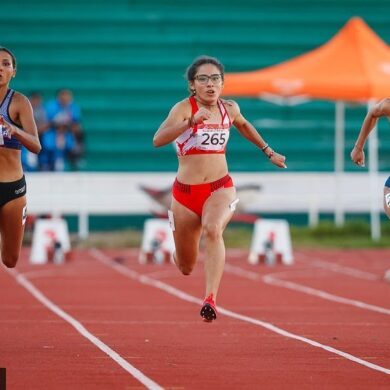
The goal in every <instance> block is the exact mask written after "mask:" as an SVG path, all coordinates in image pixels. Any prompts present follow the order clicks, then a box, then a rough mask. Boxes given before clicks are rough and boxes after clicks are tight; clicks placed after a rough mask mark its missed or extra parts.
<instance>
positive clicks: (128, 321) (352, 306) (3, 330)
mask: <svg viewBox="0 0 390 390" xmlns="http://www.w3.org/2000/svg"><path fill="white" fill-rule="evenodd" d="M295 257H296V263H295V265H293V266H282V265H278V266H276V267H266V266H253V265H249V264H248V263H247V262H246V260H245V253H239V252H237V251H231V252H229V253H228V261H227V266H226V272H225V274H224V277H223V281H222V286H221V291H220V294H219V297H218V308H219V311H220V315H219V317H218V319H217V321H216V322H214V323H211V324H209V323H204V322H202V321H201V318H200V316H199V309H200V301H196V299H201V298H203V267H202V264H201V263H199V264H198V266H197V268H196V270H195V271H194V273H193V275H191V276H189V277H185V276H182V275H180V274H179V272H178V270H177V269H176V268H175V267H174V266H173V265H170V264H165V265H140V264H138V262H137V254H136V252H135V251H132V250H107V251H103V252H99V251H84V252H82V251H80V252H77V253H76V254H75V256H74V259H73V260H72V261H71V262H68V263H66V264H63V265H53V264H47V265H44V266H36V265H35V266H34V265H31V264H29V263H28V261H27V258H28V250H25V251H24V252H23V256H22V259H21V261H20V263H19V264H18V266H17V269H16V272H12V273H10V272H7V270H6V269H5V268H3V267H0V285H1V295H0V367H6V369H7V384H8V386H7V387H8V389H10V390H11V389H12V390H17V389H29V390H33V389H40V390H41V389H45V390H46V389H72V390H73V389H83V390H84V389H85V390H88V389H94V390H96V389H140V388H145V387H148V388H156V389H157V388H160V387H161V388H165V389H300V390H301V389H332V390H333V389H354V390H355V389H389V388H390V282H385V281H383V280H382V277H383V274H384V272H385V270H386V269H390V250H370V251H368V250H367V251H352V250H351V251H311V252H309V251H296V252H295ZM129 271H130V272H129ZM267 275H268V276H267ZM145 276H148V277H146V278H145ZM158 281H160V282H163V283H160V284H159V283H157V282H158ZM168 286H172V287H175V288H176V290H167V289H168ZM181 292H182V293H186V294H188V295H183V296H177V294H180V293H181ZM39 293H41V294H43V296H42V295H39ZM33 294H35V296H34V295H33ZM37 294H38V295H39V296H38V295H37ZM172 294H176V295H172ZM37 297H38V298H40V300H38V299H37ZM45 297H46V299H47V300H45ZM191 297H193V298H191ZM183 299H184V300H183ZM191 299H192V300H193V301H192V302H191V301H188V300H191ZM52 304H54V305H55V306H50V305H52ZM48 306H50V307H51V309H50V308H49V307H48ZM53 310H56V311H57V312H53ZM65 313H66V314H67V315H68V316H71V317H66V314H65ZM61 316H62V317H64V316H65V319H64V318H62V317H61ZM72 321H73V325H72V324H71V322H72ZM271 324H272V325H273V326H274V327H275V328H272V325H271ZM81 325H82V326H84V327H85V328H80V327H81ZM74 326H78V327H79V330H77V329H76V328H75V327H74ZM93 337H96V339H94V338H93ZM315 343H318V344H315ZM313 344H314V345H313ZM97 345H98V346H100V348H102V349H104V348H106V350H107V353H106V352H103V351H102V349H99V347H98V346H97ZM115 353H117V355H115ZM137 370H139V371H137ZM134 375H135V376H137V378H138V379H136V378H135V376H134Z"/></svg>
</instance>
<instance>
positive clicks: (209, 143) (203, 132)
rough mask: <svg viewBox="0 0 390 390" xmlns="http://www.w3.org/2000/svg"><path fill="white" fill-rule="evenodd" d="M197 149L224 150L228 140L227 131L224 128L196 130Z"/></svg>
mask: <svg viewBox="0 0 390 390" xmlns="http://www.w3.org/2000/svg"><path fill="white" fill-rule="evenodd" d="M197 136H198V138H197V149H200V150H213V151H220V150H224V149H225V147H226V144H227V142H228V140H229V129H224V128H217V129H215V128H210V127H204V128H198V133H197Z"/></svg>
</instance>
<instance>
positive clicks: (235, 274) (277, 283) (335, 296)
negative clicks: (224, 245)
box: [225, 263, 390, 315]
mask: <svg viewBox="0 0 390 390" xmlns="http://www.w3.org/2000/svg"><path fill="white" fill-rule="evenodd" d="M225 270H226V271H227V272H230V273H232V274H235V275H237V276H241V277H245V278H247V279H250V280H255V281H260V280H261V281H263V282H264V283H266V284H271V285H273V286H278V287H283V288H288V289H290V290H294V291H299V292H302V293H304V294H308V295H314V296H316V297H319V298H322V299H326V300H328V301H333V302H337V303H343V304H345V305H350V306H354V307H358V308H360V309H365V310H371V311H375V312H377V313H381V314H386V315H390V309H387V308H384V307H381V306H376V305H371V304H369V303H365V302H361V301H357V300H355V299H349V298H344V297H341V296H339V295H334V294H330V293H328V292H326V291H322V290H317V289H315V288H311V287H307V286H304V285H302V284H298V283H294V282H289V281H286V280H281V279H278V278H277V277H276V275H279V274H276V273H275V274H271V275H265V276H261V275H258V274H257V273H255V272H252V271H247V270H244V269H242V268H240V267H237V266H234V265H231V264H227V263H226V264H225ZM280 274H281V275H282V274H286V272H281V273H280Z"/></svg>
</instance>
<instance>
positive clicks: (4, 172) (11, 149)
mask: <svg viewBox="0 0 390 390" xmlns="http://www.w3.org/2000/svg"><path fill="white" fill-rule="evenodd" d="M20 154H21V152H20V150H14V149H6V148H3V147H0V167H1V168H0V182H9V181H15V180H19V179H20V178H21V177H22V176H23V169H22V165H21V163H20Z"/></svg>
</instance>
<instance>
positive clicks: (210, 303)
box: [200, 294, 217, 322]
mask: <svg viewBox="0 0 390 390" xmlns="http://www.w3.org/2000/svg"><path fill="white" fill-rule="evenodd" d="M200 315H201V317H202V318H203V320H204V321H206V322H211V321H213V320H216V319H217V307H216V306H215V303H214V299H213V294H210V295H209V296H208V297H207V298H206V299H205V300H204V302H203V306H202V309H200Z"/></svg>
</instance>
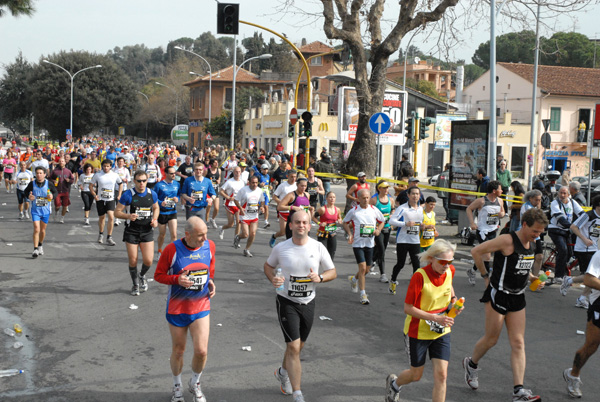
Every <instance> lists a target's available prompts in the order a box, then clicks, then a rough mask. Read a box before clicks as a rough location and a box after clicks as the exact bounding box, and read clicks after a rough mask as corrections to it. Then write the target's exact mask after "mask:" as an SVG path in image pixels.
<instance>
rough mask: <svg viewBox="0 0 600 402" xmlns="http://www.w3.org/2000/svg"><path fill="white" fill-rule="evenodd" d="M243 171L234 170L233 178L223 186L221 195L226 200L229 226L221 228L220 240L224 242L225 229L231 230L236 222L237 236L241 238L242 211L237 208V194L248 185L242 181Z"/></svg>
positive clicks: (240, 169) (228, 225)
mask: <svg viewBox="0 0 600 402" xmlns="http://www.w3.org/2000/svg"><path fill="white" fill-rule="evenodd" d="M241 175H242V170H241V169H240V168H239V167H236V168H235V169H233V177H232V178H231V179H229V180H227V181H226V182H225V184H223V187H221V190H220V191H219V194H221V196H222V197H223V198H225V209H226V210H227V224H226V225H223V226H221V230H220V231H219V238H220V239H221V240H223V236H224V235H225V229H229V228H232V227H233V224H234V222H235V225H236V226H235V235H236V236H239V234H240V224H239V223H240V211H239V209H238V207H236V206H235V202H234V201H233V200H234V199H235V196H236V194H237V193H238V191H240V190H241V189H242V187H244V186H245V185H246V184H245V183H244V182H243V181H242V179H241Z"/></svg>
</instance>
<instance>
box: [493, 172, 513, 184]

+ + + + +

Copy every one of the records above again, word for word, leaving out the pictures.

The goal in every <instance> block is the exact mask written after "mask:" as an SVG path, all coordinates in image pixels. Any prompts present follow the order clicks, then a box, then a rough mask. Boxes given before clicks are rough and boxes after clicks are tight; clicks placed after a rough mask mark its missed or extra parts.
<instance>
positive clicks: (128, 321) (352, 306) (3, 330)
mask: <svg viewBox="0 0 390 390" xmlns="http://www.w3.org/2000/svg"><path fill="white" fill-rule="evenodd" d="M295 257H296V263H295V265H293V266H282V265H278V266H276V267H266V266H253V265H249V264H248V263H247V262H246V260H245V253H239V252H237V251H231V252H229V253H228V261H227V266H226V272H225V274H224V277H223V281H222V286H221V291H220V294H219V297H218V308H219V311H220V315H219V317H218V319H217V321H216V322H214V323H211V324H209V323H204V322H202V321H201V318H200V316H199V309H200V301H196V299H201V298H203V267H202V264H201V263H199V264H198V266H197V268H196V270H195V271H194V273H193V275H191V276H189V277H185V276H182V275H180V274H179V272H178V270H177V269H176V268H175V267H174V266H173V265H170V264H165V265H140V264H138V262H137V254H136V252H135V251H132V250H107V251H103V252H99V251H84V252H82V251H80V252H77V253H76V254H75V256H74V259H73V260H72V261H71V262H68V263H66V264H63V265H53V264H47V265H44V266H36V265H35V266H34V265H31V264H29V263H28V261H27V258H28V250H25V251H24V252H23V256H22V259H21V261H20V263H19V264H18V266H17V269H16V272H12V273H10V272H7V270H6V269H5V268H3V267H0V285H1V295H0V367H6V369H7V384H8V386H7V387H8V389H10V390H11V389H12V390H17V389H29V390H33V389H40V390H41V389H45V390H46V389H72V390H73V389H83V390H84V389H85V390H88V389H94V390H96V389H140V388H145V387H148V388H156V389H157V388H160V387H161V388H165V389H300V390H301V389H332V390H333V389H354V390H355V389H389V388H390V282H385V281H383V280H382V277H383V274H384V272H385V270H386V269H390V250H370V251H368V250H367V251H352V250H351V251H311V252H309V251H296V252H295ZM129 271H130V272H129ZM267 275H268V276H267ZM145 276H148V277H146V278H145ZM158 281H160V282H163V283H160V284H159V283H157V282H158ZM168 286H172V287H175V288H176V290H167V289H168ZM181 292H182V293H186V294H188V295H183V296H177V294H180V293H181ZM39 293H41V294H43V296H42V295H39ZM33 294H35V296H34V295H33ZM37 294H38V295H39V296H38V295H37ZM172 294H176V295H172ZM37 297H38V298H40V300H38V299H37ZM45 297H46V299H47V300H45ZM191 297H193V298H191ZM183 299H184V300H183ZM191 299H192V300H193V301H192V302H191V301H188V300H191ZM52 304H54V305H55V306H50V305H52ZM48 306H50V307H51V309H50V308H49V307H48ZM53 310H56V311H57V312H53ZM65 313H66V314H67V315H68V316H71V317H66V314H65ZM61 316H62V317H64V316H65V319H64V318H62V317H61ZM72 321H73V325H72V324H71V322H72ZM271 324H272V325H273V326H274V327H275V328H272V325H271ZM81 325H82V326H84V327H85V328H80V327H81ZM74 326H78V327H79V330H77V329H76V328H75V327H74ZM93 337H96V339H94V338H93ZM315 343H318V344H315ZM313 344H314V345H313ZM97 345H98V346H100V348H102V349H104V348H106V350H107V353H106V352H103V351H102V349H99V347H98V346H97ZM115 353H117V355H115ZM137 370H139V371H137ZM134 375H135V376H137V378H138V379H136V378H135V376H134Z"/></svg>
</instance>
<instance>
positive clicks: (209, 143) (203, 132)
rough mask: <svg viewBox="0 0 390 390" xmlns="http://www.w3.org/2000/svg"><path fill="white" fill-rule="evenodd" d="M197 149L224 150L228 140L227 131L224 128L196 130Z"/></svg>
mask: <svg viewBox="0 0 390 390" xmlns="http://www.w3.org/2000/svg"><path fill="white" fill-rule="evenodd" d="M197 136H198V138H197V149H200V150H213V151H220V150H224V149H225V147H226V144H227V142H228V140H229V129H224V128H217V129H215V128H210V127H204V128H198V133H197Z"/></svg>
</instance>
<instance>
positive clicks: (235, 274) (277, 283) (335, 296)
negative clicks: (224, 245)
box: [225, 263, 390, 315]
mask: <svg viewBox="0 0 390 390" xmlns="http://www.w3.org/2000/svg"><path fill="white" fill-rule="evenodd" d="M225 270H226V271H227V272H230V273H232V274H235V275H237V276H241V277H245V278H247V279H250V280H255V281H260V280H261V281H263V282H264V283H266V284H271V285H273V286H278V287H283V288H288V289H290V290H294V291H299V292H302V293H304V294H308V295H314V296H316V297H319V298H322V299H326V300H328V301H333V302H337V303H343V304H345V305H350V306H354V307H358V308H360V309H365V310H371V311H375V312H377V313H381V314H386V315H390V309H387V308H384V307H381V306H376V305H371V304H369V303H365V302H361V301H357V300H355V299H349V298H344V297H341V296H339V295H334V294H330V293H328V292H326V291H322V290H317V289H315V288H311V287H307V286H304V285H302V284H298V283H294V282H289V281H286V280H281V279H278V278H277V277H276V275H279V274H276V273H275V274H271V275H265V276H261V275H258V274H257V273H255V272H252V271H247V270H244V269H242V268H240V267H237V266H234V265H231V264H227V263H226V264H225ZM280 274H281V275H282V274H286V272H281V273H280Z"/></svg>
</instance>
<instance>
positive clicks: (4, 172) (11, 149)
mask: <svg viewBox="0 0 390 390" xmlns="http://www.w3.org/2000/svg"><path fill="white" fill-rule="evenodd" d="M20 154H21V152H20V150H14V149H6V148H3V147H0V167H1V168H0V182H9V181H15V180H19V179H20V178H21V177H22V176H23V169H22V165H21V163H20Z"/></svg>
</instance>
<instance>
positive clicks: (210, 303)
box: [200, 294, 217, 322]
mask: <svg viewBox="0 0 390 390" xmlns="http://www.w3.org/2000/svg"><path fill="white" fill-rule="evenodd" d="M200 315H201V317H202V318H203V320H204V321H206V322H211V321H213V320H216V319H217V307H216V306H215V303H214V299H213V294H210V295H209V296H208V297H207V298H206V299H205V300H204V302H203V306H202V309H200Z"/></svg>
</instance>
Every <instance> lists a target's available prompts in the order a box, then clicks, then a rough mask. Read a box before clicks as a rough location and a box after clicks as the exact bounding box, and read clicks after a rough mask as corrections to it. Then write the target's exact mask after "mask:" as an SVG path in image pixels.
<instance>
rough mask: <svg viewBox="0 0 600 402" xmlns="http://www.w3.org/2000/svg"><path fill="white" fill-rule="evenodd" d="M243 171L234 170L233 178L223 186L221 195L226 200L229 226L221 228L220 240L224 242L225 229L231 230L236 222L237 236L241 238L242 211L237 208V194L248 185L242 181Z"/></svg>
positive clicks: (240, 169) (228, 225)
mask: <svg viewBox="0 0 600 402" xmlns="http://www.w3.org/2000/svg"><path fill="white" fill-rule="evenodd" d="M241 175H242V170H241V169H240V168H239V167H236V168H235V169H233V177H232V178H231V179H229V180H227V181H226V182H225V184H223V187H221V190H220V191H219V194H221V196H222V197H223V198H225V209H226V210H227V224H226V225H223V226H221V230H220V231H219V238H220V239H221V240H223V236H224V235H225V229H229V228H232V227H233V224H234V222H235V225H236V226H235V235H236V236H239V234H240V224H239V223H240V211H239V209H238V207H236V206H235V202H234V201H233V200H234V199H235V196H236V194H237V193H238V191H240V190H241V189H242V187H244V186H245V185H246V184H245V183H244V182H243V181H242V179H241Z"/></svg>
</instance>
<instance>
box: [493, 172, 513, 184]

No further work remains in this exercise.